*Source text*.
━━━━━━━━━━━━━━━━━━━━
Conventional optimization methods can then be implemented accordingly. (Note that constraints may have to be further imposed on $\mathbf{X}$ to ensure the existence of solutions. For example in Equation 1.1 above we note that simply by rescaling $\mathbf{X}$ we can send $f(\mathbf{X})$ to $\pm\infty$, thus no optimal solution exists. To remedy this we could impose, say, $\operatorname{Tr}\mathbf{X}=1$.)

One quickly observes the impracticality of this approach except in the simplest of cases. Even if the form of $f$ is relatively simple, like the one above, a few issues persist. For instance, if $\mathbf{X}\in M_{n}(\mathbb{R})$ for general $n$, then as $n$ increases the corresponding analog to $f$ in Equation 1.2 becomes considerably messier. Likewise, had the field been $\mathbb{C}$ instead of $\mathbb{R}$, or if there were constraints among the elements of $\mathbf{X}$ (if $\mathbf{X}\in M_{n}(\mathbb{R})$ is symmetric, say, then the number of Lagrange multipliers required goes as $\Theta(n^{2})$). But perhaps the most salient deficiency lies beyond the mathematics: that $\mathbf{X}$ is a matrix (and not just a bunch of numbers) often holds significant physical meaning, and one would like to preserve this structure to gain further insight into the problem. This is perhaps best illustrated with an example. Suppose the optimal solution to some problem (similar in flavour to Problem 1.1 above) is given by $\mathbf{X^{\star}}=\begin{bmatrix}a^{\star}&b^{\star}\\ c^{\star}&d^{\star}\end{bmatrix}$ with

	$\displaystyle a^{\star}$	$\displaystyle=p^{3}-p^{2}+2pqr+qrs-qr$
	$\displaystyle b^{\star}$	$\displaystyle=p^{2}q+q^{2}r+pqs+qs^{2}-pq-qs$
	$\displaystyle c^{\star}$	$\displaystyle=p^{2}r+qr^{2}+prs+rs^{2}-pr-ps$
	$\displaystyle d^{\star}$	$\displaystyle=s^{3}-s^{2}+2qrs+pqr-qr$

where $\mathbf{Y}=\begin{bmatrix}p&q\\ r&s\end{bmatrix}$ is a matrix involved in the specification of the problem. One suspects it might be possible to express $\mathbf{X^{\star}}$ in terms of $\mathbf{Y}$, but it is not immediately obvious how³³3Here, $\mathbf{X^{\star}}=\mathbf{Y}^{3}-\mathbf{Y}^{2}$. The solution form is admittedly rather artificial. For a ‘realistic’ example see Example 4.3 below.. By using the ‘obvious’ method above, we have obscured potentially important information in the form of an explicit connection between $\mathbf{X^{\star}}$ and $\mathbf{Y}$.

Wouldn’t it be nice if we could somehow differentiate $f(\mathbf{X})$ with respect to $\mathbf{X}$ as a whole? That is, we obtain something like

$\displaystyle\frac{df(\mathbf{X})}{d\mathbf{X}}=f^{\prime}(\mathbf{X})$

for some matrix function $f^{\prime}$, which we can call the matrix derivative of $f$. Then by setting $f^{\prime}(\mathbf{X})=0$ we could hopefully extract the optimal $\mathbf{X}$, in a similar flavour to the procedure taught in elementary calculus. Showing that this could be done for a large class of interesting and relevant functions, and how to do it, is the focus of this article.
━━━━━━━━━━━━━━━━━━━━
*Information supplied*.
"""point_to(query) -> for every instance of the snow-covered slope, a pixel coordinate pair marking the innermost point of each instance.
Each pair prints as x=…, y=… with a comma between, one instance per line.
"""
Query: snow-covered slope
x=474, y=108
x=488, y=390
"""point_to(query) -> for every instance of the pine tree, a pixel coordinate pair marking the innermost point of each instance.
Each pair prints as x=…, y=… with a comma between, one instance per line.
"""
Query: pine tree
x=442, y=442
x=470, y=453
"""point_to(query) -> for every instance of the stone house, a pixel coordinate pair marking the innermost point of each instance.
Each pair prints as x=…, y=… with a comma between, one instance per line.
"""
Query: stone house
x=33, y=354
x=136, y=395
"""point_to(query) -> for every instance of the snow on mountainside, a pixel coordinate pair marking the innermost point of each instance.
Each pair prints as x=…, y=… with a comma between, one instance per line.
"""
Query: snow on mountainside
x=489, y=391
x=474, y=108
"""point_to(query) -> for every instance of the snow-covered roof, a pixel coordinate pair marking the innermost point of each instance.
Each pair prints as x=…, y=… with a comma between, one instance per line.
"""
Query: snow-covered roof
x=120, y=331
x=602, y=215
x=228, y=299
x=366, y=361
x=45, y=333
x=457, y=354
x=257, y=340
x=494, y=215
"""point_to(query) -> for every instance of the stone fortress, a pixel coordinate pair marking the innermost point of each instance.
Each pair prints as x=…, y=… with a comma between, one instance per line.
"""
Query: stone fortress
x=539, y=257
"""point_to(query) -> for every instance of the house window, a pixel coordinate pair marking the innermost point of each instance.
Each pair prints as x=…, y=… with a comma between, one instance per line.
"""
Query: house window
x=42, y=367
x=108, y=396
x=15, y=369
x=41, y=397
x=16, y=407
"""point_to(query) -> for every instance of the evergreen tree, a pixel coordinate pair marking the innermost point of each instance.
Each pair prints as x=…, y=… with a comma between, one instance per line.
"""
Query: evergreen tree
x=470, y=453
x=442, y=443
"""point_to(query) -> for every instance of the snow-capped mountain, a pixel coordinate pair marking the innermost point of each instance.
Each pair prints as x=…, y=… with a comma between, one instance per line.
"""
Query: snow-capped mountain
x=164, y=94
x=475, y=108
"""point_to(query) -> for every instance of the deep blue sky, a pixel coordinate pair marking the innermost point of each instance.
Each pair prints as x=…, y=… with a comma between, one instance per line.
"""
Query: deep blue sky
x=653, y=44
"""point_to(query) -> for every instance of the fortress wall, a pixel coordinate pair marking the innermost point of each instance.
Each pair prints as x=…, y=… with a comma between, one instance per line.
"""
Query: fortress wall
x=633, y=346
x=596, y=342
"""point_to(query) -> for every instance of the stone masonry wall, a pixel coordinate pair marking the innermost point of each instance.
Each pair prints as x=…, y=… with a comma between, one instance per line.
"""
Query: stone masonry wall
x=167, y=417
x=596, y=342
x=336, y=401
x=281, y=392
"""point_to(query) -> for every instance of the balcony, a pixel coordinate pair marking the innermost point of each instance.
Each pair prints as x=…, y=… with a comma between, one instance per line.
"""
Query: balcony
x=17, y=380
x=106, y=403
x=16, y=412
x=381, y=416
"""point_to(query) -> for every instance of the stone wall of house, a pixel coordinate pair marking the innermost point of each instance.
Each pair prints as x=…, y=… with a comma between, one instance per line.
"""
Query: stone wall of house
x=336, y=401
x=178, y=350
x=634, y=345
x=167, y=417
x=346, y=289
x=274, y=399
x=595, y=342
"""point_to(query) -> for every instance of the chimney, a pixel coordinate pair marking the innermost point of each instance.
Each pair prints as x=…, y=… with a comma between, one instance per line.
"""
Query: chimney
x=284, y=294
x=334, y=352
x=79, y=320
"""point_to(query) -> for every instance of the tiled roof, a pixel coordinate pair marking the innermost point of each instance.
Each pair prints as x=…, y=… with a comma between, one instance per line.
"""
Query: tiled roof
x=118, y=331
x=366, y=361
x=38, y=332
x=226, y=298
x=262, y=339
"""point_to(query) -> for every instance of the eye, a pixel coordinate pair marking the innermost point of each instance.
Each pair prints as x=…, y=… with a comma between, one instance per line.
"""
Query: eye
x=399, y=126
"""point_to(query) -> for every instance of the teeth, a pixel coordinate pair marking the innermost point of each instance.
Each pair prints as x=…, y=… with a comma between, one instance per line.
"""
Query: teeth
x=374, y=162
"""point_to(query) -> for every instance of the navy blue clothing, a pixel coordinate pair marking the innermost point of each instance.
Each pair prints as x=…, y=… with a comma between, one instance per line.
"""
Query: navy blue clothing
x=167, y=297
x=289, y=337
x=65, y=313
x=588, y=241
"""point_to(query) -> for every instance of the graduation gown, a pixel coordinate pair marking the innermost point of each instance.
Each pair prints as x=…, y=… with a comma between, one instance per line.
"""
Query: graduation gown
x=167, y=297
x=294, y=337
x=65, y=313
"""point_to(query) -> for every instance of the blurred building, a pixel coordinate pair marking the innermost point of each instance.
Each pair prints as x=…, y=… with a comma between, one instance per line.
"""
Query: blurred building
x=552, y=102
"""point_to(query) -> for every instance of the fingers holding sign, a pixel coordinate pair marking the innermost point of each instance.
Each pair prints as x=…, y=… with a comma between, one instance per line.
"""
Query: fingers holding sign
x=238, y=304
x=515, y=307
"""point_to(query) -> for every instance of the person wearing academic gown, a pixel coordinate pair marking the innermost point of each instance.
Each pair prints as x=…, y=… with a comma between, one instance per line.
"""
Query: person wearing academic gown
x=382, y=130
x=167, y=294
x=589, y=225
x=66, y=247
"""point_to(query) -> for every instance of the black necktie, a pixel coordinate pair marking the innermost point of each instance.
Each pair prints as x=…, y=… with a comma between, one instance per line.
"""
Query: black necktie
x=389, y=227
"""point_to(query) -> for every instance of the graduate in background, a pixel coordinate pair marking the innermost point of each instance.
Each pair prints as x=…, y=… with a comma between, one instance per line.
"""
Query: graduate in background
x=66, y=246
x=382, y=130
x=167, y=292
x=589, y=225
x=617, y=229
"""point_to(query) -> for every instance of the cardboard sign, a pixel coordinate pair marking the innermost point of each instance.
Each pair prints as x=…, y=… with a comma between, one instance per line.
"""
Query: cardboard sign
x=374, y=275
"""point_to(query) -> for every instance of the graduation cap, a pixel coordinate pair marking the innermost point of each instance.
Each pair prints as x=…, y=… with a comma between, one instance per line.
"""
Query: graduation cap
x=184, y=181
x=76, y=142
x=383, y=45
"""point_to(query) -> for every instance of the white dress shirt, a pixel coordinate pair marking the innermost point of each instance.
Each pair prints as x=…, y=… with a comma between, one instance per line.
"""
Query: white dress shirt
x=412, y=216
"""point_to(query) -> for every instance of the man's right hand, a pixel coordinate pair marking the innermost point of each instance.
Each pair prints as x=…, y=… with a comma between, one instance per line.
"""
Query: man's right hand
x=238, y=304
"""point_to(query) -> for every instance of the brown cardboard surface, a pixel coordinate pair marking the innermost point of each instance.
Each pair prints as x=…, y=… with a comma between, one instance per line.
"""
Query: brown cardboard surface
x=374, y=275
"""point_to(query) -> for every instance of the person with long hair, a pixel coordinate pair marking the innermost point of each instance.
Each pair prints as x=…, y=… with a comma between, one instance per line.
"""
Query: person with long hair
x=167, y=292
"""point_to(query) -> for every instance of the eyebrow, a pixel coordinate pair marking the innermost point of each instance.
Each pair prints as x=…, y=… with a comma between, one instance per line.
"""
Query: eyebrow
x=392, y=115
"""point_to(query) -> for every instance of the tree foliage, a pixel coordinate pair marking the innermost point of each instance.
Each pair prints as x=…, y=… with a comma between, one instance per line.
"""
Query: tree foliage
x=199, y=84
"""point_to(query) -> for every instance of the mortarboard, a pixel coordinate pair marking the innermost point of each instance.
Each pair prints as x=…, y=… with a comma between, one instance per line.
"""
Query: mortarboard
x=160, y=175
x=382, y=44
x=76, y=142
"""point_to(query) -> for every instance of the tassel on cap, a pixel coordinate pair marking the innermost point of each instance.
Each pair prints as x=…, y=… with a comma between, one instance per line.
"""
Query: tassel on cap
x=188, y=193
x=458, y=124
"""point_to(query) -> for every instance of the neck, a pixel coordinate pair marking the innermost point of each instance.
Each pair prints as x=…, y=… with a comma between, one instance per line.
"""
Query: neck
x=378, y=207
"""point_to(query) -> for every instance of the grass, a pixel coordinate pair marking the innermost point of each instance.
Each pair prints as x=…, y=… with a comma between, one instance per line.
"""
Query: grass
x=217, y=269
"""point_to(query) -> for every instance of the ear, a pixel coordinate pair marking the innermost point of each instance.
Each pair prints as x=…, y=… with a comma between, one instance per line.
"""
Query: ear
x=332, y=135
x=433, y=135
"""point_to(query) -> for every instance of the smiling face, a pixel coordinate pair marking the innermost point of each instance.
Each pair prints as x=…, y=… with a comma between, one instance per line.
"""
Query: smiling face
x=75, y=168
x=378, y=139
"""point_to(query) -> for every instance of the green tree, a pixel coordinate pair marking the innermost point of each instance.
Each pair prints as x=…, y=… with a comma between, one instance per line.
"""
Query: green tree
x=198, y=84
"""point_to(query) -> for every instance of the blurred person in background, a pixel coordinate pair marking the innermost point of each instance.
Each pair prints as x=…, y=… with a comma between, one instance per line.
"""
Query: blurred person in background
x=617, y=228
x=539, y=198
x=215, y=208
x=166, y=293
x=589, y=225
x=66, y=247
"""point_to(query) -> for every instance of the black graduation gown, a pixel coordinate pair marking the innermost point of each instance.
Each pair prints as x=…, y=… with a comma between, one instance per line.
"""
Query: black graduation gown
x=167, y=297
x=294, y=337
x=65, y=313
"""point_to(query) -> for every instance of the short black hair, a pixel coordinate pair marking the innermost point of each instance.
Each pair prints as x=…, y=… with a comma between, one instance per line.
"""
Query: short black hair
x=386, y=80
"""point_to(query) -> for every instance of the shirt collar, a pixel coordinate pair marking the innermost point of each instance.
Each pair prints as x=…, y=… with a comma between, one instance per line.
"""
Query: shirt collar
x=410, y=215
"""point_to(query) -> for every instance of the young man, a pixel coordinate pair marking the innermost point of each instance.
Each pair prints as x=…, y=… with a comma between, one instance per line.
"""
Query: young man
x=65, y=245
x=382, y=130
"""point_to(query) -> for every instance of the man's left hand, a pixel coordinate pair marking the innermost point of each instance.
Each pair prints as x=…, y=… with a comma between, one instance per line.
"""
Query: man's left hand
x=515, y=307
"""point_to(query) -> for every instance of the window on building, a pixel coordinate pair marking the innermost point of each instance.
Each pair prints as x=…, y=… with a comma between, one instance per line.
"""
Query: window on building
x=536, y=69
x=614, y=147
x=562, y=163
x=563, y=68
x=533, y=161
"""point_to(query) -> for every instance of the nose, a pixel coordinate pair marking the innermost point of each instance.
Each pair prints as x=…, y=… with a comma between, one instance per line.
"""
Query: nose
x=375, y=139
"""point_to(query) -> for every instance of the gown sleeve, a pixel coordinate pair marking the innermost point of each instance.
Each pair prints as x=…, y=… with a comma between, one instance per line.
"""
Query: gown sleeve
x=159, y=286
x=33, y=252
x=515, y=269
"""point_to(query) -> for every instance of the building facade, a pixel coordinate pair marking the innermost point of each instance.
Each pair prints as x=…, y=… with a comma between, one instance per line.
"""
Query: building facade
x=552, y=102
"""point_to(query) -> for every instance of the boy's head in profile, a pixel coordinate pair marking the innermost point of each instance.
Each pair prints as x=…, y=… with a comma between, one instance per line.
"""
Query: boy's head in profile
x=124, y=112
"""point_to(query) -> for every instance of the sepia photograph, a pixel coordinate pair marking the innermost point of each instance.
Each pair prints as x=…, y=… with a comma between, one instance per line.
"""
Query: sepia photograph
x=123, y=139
━━━━━━━━━━━━━━━━━━━━
*What to do*. In the matrix derivative text, what constraint does it suggest imposing on X so that an optimal solution can exist?

*Solution to this exercise*. The trace of X equals 1.